* _Page extract_:
12/1/2021
The Last, Best Chance to Bolster Democracy May Have Passed
Historians in the Newstags: democracy, voting rights, 2020 Election
In last year’s election, Americans did not punish Republicans for their radical, anti-democratic turn with a resounding electoral defeat. Now, more than a year later, we can clearly see horrible and potentially irreversible implications of that. Was Nov. 3, 2020, our last and best chance to save our democracy?
In the weeks before last year’s election, it seemed possible that Joe Biden would carry states such as Iowa, Ohio and Texas to win more than 400 electoral votes, Democrats would win substantial majorities in the House and Senate, and state-level Democrats would make major gains. Such a sweeping victory would have made it easier for Democrats to govern, certainly, but perhaps more significantly it would have forced Republican leaders to reconsider the party’s path. It would have also further cemented the reality that America has become, once and for all, a true multiracial democracy.
Instead, Biden won decisively but not overwhelmingly, Democrats lost seats in the House and barely won the Senate, and made few gains at the state level. That limited victory had three huge negative implications for American democracy.
First, the Republican Party felt no need to change course. In terms of following democratic norms and values, Donald Trump was one of the worst presidents ever, and the Republican Party defended him all along the way. Trump lost in 2020, but he received 11 million more votes than he had in 2016, including a higher percentage of the Latino vote. The narrow margin in a handful of swing states suggested that Trump would actually have prevailed if not for covid-19.

* _Check your understanding_:
**a.** According to the essay on the 2020 election, why did the Republican Party feel no need to change course after Trump's loss? Answer in one to three sentences.
**b.** Answer these questions using the essay on the 2020 election.
(i) How many electoral votes did it seem possible Biden could win in the weeks before the election?
(ii) What happened to Democrats in the House?
(iii) How many more votes did Trump receive in 2020 than in 2016?
**c.** Carry on the essay on the 2020 election from its final sentence, in the same style.
The listing that comes next is from a different source than the essay on the 2020 election.

* _Supplied material_:
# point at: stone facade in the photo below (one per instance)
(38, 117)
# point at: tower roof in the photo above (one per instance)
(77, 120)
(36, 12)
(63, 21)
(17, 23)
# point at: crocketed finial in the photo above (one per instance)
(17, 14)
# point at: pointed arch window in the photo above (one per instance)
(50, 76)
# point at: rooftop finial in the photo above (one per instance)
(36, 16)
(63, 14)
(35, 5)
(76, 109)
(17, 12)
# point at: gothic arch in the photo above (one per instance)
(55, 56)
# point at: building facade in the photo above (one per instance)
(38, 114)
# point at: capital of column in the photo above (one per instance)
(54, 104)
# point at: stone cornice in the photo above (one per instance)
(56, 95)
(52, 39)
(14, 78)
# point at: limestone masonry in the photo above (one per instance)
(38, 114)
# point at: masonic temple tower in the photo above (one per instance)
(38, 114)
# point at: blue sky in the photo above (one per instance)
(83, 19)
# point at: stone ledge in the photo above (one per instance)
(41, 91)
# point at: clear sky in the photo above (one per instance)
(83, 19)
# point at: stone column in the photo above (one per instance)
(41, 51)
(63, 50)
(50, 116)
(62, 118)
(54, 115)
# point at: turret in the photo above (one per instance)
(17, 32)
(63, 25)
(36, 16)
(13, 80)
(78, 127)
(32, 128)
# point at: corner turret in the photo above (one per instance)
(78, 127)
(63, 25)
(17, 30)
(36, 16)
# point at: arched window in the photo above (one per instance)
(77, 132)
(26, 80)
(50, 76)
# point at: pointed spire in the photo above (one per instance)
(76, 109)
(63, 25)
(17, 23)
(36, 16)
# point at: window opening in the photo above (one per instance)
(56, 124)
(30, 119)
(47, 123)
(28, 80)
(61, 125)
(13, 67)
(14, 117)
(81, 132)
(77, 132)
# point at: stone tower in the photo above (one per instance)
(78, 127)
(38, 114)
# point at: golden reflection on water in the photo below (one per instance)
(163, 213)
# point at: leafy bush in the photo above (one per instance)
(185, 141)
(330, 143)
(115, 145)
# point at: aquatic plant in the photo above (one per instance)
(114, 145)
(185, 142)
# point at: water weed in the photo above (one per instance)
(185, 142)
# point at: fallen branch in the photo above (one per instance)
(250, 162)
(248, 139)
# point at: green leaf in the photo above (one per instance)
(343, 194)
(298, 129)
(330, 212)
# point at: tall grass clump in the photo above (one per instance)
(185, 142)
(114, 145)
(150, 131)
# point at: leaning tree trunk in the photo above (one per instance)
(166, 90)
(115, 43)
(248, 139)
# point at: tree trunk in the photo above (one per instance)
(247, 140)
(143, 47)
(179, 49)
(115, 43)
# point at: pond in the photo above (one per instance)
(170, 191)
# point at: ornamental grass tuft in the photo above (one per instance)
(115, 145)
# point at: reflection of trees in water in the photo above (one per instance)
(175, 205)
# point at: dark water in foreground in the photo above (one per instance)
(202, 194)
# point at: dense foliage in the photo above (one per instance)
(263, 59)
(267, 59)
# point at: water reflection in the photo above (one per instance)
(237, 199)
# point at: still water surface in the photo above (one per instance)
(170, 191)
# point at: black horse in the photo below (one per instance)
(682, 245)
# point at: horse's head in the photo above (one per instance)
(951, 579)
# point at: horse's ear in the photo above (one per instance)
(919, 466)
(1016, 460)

* _Responses_:
**a.** Although Trump lost, he received 11 million more votes than in 2016, including a higher percentage of the Latino vote. The narrow margins in a handful of swing states suggested he would have won if not for covid-19.

**b.**
(i) More than 400.
(ii) They lost seats.
(iii) 11 million more.

**c.**
It’s easy to see what message the GOP took from that. The Jan. 6 attack on the U.S. Capitol by Trump supporters may have embarrassed some Republicans, but it didn’t shift their political calculus. In fact, Republicans have gotten more radical since, having passed laws making it harder to vote while falsely arguing that Biden didn’t win the election fairly. They have tried to stop an investigation of the Jan 6 insurrection, defended GOP lawmakers who threaten colleagues and banned books that focus on racism. The Republican-appointed justices on the Supreme Court, who often take actions that support the party’s goals, also haven’t changed direction, issuing an opinion limiting the Voting Rights Act that all but invites GOP officials to enact more restrictions.
Second, maintaining control at the state level has allowed Republicans to lock in their power for years and perhaps decades, something that isn’t supposed to happen in democracies. In North Carolina, Ohio, Texas and other states, Republicans have adopted highly aggressive gerrymanders that make it almost impossible for Democrats to win control of those legislatures. This is one of the clearest signs of the decline of American democracy — because of gerrymandering, Democrats have basically no chance of winning the legislature in Wisconsin, a state Biden won in 2020. “Wherever Republicans are in charge, they are fully committed to erecting one-party-rule systems,” Georgetown University historian Thomas Zimmer told me.